Aim:
Write out all of the rows below as a numbered list, skipping any blank lines and leaving the pictures out.

Entries:
────────────────────────────────────────

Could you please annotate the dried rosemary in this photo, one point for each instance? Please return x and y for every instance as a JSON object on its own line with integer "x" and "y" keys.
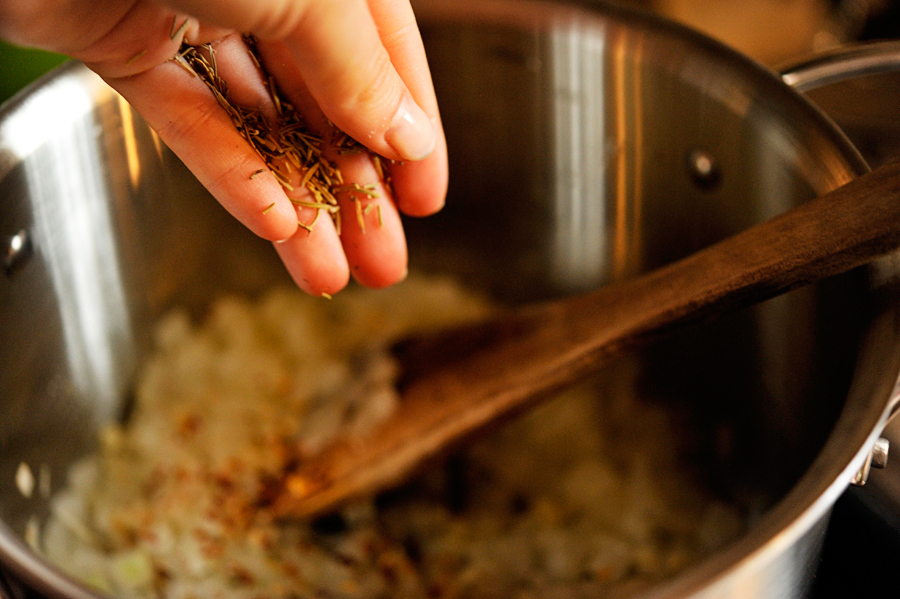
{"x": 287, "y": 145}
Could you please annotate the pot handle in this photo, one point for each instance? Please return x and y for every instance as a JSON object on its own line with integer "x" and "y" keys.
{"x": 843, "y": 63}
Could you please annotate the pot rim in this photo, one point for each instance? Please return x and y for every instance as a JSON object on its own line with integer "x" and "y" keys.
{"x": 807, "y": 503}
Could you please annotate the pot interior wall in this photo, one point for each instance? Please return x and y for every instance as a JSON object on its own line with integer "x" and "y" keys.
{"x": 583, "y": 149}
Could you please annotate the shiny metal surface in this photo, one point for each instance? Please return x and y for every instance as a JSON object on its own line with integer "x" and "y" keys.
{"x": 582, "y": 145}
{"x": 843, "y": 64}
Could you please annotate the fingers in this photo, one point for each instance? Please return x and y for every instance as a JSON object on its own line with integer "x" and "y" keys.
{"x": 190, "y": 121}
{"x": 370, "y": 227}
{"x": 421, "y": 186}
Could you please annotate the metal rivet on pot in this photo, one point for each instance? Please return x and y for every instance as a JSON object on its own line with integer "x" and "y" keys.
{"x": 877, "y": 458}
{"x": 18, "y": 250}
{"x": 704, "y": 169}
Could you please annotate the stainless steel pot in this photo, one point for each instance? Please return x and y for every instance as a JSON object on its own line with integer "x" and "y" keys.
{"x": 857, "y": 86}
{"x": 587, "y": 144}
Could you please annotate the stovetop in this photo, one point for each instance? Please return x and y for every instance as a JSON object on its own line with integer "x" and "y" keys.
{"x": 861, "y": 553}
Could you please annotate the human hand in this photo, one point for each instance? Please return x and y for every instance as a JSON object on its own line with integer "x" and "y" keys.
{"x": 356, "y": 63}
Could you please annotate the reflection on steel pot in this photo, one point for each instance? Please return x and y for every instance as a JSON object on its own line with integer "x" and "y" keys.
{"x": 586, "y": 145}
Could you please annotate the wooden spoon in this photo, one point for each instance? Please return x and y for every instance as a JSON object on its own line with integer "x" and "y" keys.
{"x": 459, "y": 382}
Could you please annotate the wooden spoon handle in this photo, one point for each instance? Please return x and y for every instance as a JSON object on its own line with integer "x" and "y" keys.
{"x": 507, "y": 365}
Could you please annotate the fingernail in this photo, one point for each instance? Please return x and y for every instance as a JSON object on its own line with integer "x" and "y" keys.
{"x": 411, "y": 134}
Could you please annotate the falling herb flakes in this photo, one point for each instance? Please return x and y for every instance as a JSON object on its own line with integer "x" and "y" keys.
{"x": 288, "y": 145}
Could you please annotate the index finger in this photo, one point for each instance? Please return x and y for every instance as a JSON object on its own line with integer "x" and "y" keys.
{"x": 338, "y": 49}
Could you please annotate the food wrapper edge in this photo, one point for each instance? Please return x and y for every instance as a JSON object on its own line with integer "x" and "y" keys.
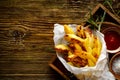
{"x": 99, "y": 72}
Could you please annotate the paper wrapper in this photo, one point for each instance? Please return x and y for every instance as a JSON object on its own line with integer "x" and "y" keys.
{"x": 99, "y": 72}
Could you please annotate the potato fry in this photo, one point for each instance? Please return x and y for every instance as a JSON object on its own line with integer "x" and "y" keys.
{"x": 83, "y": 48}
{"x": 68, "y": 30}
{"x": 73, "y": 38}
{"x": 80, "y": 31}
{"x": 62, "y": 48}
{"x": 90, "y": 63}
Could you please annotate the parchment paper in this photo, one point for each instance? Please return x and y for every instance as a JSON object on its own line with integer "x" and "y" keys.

────────────────────────────────────────

Result of the exercise:
1. Could you please annotate the dried rosemary in this photo, one point for each instance? Please return x and y for every instance as a JSON object on its own line with integer "x" and "y" keys.
2. {"x": 287, "y": 145}
3. Could you please annotate the pot handle in this photo, one point for each instance? Please return x and y for every instance as a JSON object on its own line with integer "x" and "y" keys.
4. {"x": 843, "y": 63}
5. Could you please annotate the pot rim in this photo, one point for each instance? Please return x and y for every instance as a JSON object on its own line with integer "x" and "y" keys.
6. {"x": 807, "y": 503}
7. Could you please annotate the pot interior wall in this photo, one point for each instance? Please return x and y for every instance as a JSON object on its own line with integer "x" and "y" keys.
8. {"x": 583, "y": 149}
9. Could you please annotate the shiny metal surface in this photo, one point for each instance? Please return x and y for every instance as a JSON object on its own line with integer "x" and "y" keys.
10. {"x": 582, "y": 145}
11. {"x": 843, "y": 64}
12. Could you please annotate the fingers in this photo, one point for each instance? Please return x and y for every instance as a JSON object on its own line with integer "x" and "y" keys.
13. {"x": 190, "y": 121}
14. {"x": 370, "y": 227}
15. {"x": 421, "y": 186}
16. Could you please annotate the metal rivet on pot in this photo, one point for each instance? Please return x and y for every instance as a JSON object on its own line with integer "x" and "y" keys.
17. {"x": 877, "y": 458}
18. {"x": 18, "y": 250}
19. {"x": 704, "y": 169}
20. Could you please annotate the stainless steel pot in this photo, one point for each instance? Please return x and y for every instance as a JSON object on its own line with integer "x" and "y" keys.
21. {"x": 857, "y": 86}
22. {"x": 587, "y": 144}
23. Could you please annotate the stovetop in this photo, one point for each instance? Please return x and y for every instance as a JSON object on its own line with integer "x" and "y" keys.
24. {"x": 861, "y": 553}
25. Could you please annotate the human hand in this photo, one point for each instance? Please return x and y for every instance as a JSON object on its own line with integer "x" and "y" keys.
26. {"x": 356, "y": 63}
27. Could you please annotate the reflection on steel pot in this photo, one point for each instance? Please return x and y for every instance as a JSON object on its own line with integer "x" and "y" keys.
28. {"x": 586, "y": 145}
29. Could you please annotate the wooden spoon in this photo, one point for each instance? Please return x and y for every instance as a JSON object on its own line with integer "x" and "y" keys.
30. {"x": 459, "y": 382}
31. Could you please annotate the wooden spoon handle in this photo, one point for each instance? Please return x and y for every instance as a JSON object on its own line with integer "x" and "y" keys.
32. {"x": 507, "y": 365}
33. Could you please annotate the fingernail in this photo, one point for each instance? Please return x and y for every instance as a JSON object on its own line with integer "x" and "y" keys.
34. {"x": 411, "y": 134}
35. Could you please annotate the falling herb flakes in this photo, one point for each instance? Please return x and y for every instance as a JSON object on its own line with integer "x" and "y" keys.
36. {"x": 288, "y": 145}
37. Could you please annotate the index finger in this photo, one point for each instance? Please return x and y for every instance as a JSON object on its own line with integer "x" and "y" keys.
38. {"x": 338, "y": 49}
39. Could you please annotate the food wrapper edge in this photo, one point for each instance? Please return x and y for every instance as a JSON object on its own line with integer "x" and "y" keys.
40. {"x": 99, "y": 72}
41. Could you please annotate the paper wrapper in this photo, one point for each instance? Please return x and y for every instance as a JSON object on its own line with integer "x" and "y" keys.
42. {"x": 99, "y": 72}
43. Could you please annotate the potato fry in this photo, one point for each instance? Please return x and y for every instance as a JSON object on its own line with integer "x" and "y" keys.
44. {"x": 83, "y": 48}
45. {"x": 68, "y": 30}
46. {"x": 73, "y": 38}
47. {"x": 80, "y": 31}
48. {"x": 62, "y": 48}
49. {"x": 90, "y": 63}
50. Could you please annotate the parchment paper in this photo, one point for each instance? Please return x and y for every instance as a JSON object on its own line with integer "x" and "y" keys.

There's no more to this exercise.